***** Selected passage

Numerous tech issues from data flows, privacy, cybersecurity and copyright to autonomous driving, artificial intelligence and robotics are at the forefront of the EU policy stage. While Silicon Valley is notoriously sexist for women in tech, in Brussels we’re lucky to have plenty of savvy female reporters.
Those smarts are needed, because EU tech journalists have the tall order of covering a far-reaching, fast-changing sector and catering to a demanding audience. They face enormous pressure to cut through the complexity, the jargon and the lobbying to tell their stories better and faster than their many rivals.
For those of that work in-house, at a trade association, or in an institutional communication role, we also need to adapt to the ever-changing landscape to make sure our messages are reaching their target audience.
The latest edition of our award-winning #BrusselsCalling media debate series brought together an all-female panel of journalists. We had Frances Robinson on hand to help us quiz Natalia Drozdiak (Wall Street Journal), Julia Fioretti (Reuters), Laura Kayali (Contexte), Joanna Plucinska (POLITICO Europe), and Catherine Stupp (EurActiv) about the ins and outs of following EU decision-making on all things tech.

**********

Continue the piece about women reporting on EU tech policy in Brussels, starting right after its last sentence.

***** Excerpted data

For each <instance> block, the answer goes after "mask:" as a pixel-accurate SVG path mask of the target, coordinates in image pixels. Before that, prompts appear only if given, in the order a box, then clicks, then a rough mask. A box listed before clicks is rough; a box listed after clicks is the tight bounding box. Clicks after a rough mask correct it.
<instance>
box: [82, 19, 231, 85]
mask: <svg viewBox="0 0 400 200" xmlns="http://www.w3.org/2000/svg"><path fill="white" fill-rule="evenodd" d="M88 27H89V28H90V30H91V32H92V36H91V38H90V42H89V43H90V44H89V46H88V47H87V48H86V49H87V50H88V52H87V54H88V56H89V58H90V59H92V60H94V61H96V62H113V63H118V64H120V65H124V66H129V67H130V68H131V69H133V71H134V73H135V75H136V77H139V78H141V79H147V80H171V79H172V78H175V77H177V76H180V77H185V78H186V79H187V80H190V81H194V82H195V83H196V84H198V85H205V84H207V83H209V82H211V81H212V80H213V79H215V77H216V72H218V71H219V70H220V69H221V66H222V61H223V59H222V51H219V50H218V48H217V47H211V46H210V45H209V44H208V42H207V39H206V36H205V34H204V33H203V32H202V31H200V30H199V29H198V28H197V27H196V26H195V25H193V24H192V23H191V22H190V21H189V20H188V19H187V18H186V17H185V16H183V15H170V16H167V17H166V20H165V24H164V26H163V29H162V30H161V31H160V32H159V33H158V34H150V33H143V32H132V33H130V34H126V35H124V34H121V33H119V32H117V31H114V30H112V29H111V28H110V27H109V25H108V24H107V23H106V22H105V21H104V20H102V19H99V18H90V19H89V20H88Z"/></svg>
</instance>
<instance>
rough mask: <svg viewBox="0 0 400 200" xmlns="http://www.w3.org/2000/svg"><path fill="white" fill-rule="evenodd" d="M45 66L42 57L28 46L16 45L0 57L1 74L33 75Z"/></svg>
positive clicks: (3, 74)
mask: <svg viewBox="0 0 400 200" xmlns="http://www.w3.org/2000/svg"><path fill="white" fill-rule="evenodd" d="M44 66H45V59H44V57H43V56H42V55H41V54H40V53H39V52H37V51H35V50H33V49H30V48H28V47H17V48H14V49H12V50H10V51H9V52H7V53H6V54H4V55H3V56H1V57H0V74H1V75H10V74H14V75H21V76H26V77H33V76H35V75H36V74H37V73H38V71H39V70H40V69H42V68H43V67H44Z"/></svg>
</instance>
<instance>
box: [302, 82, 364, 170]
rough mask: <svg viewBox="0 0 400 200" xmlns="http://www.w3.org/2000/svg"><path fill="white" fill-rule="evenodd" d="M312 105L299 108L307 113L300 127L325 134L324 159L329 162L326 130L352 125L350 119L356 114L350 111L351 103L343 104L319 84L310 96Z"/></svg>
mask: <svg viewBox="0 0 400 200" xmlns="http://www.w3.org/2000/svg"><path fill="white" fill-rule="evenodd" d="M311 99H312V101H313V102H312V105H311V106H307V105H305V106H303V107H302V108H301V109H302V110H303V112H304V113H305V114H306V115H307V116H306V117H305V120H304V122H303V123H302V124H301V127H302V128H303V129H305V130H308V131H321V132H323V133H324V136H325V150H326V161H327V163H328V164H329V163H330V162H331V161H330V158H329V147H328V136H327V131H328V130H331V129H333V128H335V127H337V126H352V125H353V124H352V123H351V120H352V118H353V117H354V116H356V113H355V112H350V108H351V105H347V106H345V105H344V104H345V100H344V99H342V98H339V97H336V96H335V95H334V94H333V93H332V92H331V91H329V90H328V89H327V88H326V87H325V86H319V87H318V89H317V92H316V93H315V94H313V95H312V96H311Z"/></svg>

**********

Answer space:
What was their advice? Check out our ten tips and the highlight video.
Ten Tips:
- Before pitching, do your research on the outlet and its readers.
- Tailor your pitch to each journalist, e.g. by linking them to other stories they’ve written to show you follow their work.
- Highlight divergence, conflict, and winners and losers.
- Don’t send an embargoed press release too early, as it might miss changes to final drafts of legislation.
- Follow social norms as with any other professional relationship e.g. never ever call journalists at random hours of the night.
- When you’re feeling creative, trying contacting journalists via Signal and WhatsApp.
- Twitter is thetool journalists use the most for monitoring, as this is where stories often break.
- Until EU regulators go after U.S. tech companies, they won’t feature much in policy-driven stories.
- Focus on big-picture stories in 2018, not incremental policy decisions. Topic trends include:
- Closing the Digital Single Market files (or not!)
- Regulating internet platforms
- New rules on hate speech
- For the French, it’s copyright legislation.
- Digital taxation
- Save your GDPR pitches, as journalists have heard enough about its possible business impact for now.